*** 文章節錄 ***
而同在加州的另外一個大城市——洛杉磯,可以説是美國眾多城市的一個縮影。洛杉磯的市長、衞生局長都很認同佩戴口罩作為防止疫情擴散的關鍵措施,但經過幾個月的努力都沒有能説服議會,始終都只能是建議公眾在公共場所佩戴口罩,而沒有能夠實施強制佩戴口罩。
在洛杉磯的角力過程中,不僅媒體充當了反對者的角色,州政府也在反對陣營。前面提到州長在23日用“愛國”鼓勵人們戴口罩,但州長與州政府其實並不支持強制。加州衞生部門在10月21日(舊金山是24日通過的強制口罩法,也可見舊金山是多麼不易)就發佈了有關口罩的使用規定,在規定中明確指出,除開醫護人員外,對於一般公眾而言,只有在感冒或有了流感症狀或者近距離接觸感染者的時候,才需要佩戴口罩。其他人,則是建議佩戴口罩。

加州衞生部門1918年10月31日發佈的口罩佩戴辦法
不只是州政府不支持,聯邦政府也在背後使絆子。就在議會決定是否需要強制佩戴口罩法的前兩天(11月5日),聯邦衞生部門的負責人布盧(Rupert Blue)專門向洛杉磯市衞生局長髮電報,敦促他不要通過強制佩戴口罩法。
聖迭戈媒體上的一篇社論可以説很有代表性,這篇10月21日的社論稱:儘管口罩對於希臘悲劇而言沒有問題,但今天只有攔路搶劫犯、竊賊、持槍搶劫犯才會專業地使用口罩。評論最後還調侃道:我們真心遺憾,那些在公眾服務行業工作的女孩子被迫戴上口罩後,我們將錯過那些漂亮的臉蛋。
另一個口罩城市——印第安納波利斯也不容易。11月23日,由於反對強制佩戴口罩的聲音太多,印第安納波利斯的衞生局長被迫在《星報》上對此予以解釋,佩戴口罩不是衞生局哪個成員的恃權亂政,而是一個很多城市、部隊和醫生成功使用的交叉感染防範措施。最後他氣憤地説道:這不是一個破壞性批評、小氣的猜疑或者始終吹毛求疵的時刻,而是每個人都應該協助做一些有助於阻止疾病工作的時刻,死亡才可能減到最小。
***
• 練習目標:
接著寫那段講1918年美國城市推行口罩令受阻的節錄,從最後一句後面往下寫。
*** 提供資料 ***
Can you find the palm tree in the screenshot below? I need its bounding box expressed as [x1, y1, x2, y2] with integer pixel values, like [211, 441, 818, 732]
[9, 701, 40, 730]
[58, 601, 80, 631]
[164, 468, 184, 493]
***
*** 提供資料 ***
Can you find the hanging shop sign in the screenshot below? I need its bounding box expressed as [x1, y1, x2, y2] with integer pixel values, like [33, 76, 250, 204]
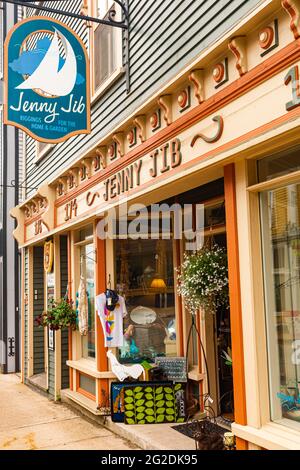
***
• 任務回答:
洛杉磯的媒體則將聯邦政府公佈的數據拿出來證明戴不戴口罩於疫情控制並沒有多大價值,以此反對通過口罩法。該報道稱舊金山儘管人口要比洛杉磯少,但病亡人數比洛杉磯還要多25%。媒體的報道確實沒有錯,根據聯邦衞生部門的統計,整個疫情期間,洛杉磯的死亡率(10萬人口病亡人數)為494,而舊金山為673(也就是説每一千萬人口,死亡6.73萬人),甚至還高於全美平均數(612)。
加州衞生部門在1919年初給出的的研究報告中,也專門對不同的非醫療抗疫措施效果進行了評估,口罩則是其重點分析的內容。報告首先就開宗明義指出,強制口罩法並沒有影響疫情的進程,舊金山強制口罩法沒有達到預期效果,無論是在病亡比例指標方面,均高於波士頓、水牛城、紐約、洛杉磯、華盛頓等美國大城市(紐約是當時佛系抗疫的代表,連學校都沒有關閉)。其中特別提到舊金山醫院(the Sanfrancisco Hospital)作為州內設備、人員、管理等最好的醫院之一,是舊金山的定點治療醫院,但佩戴口罩的護士感染率竟然高達78%!
對於強制佩戴口罩為什麼不能有效阻止傳染,這份研究報告認為有這麼幾個因素:首先因為相當部分的人沒有正確使用口罩,包括在公共場所被迫戴口罩,但在私人場合卻沒有佩戴,其次則是很多口罩粗製濫造(如只有兩層紗布,或者是劣質紗布),質量達不到防護要求。

1919年1月流傳的反對強制佩戴口罩公開信
衞生機構的研究報告其實並沒有説出老百姓反對口罩最真實的原因,1919年1月出現的一份致美國公民的公開信傳單可以説是民間所有反對理由的集大成了。強制戴口罩是侵犯公民的自由,是這個公開信的主要論點。公開信的第一句話先是批評紅十字會的宣傳,稱紅十字會和任何其他組織沒有權利使用如佩戴口罩可以救命這樣的恐嚇性語言。接着,公開信就將所有的反對理由進行了羅列,包括:強制戴口罩會驚嚇人民、口罩致病以及傳播疾病、聞起來臭、傷害佩戴者(如呼出的二氧化碳和各種酸氣)、導致腐敗(口罩管制)、阻止移民、傷害商業、危及公共安全(如搶劫增加)、看不見漂亮女孩、破壞人員接觸、延遲結婚、促使夫妻雙方互相欺騙、妨礙警察抓捕搶劫犯、有利於德皇那樣的獨裁者等等。最後,公開信認為,這些武斷的口罩法是違反憲法的,應該永久取消。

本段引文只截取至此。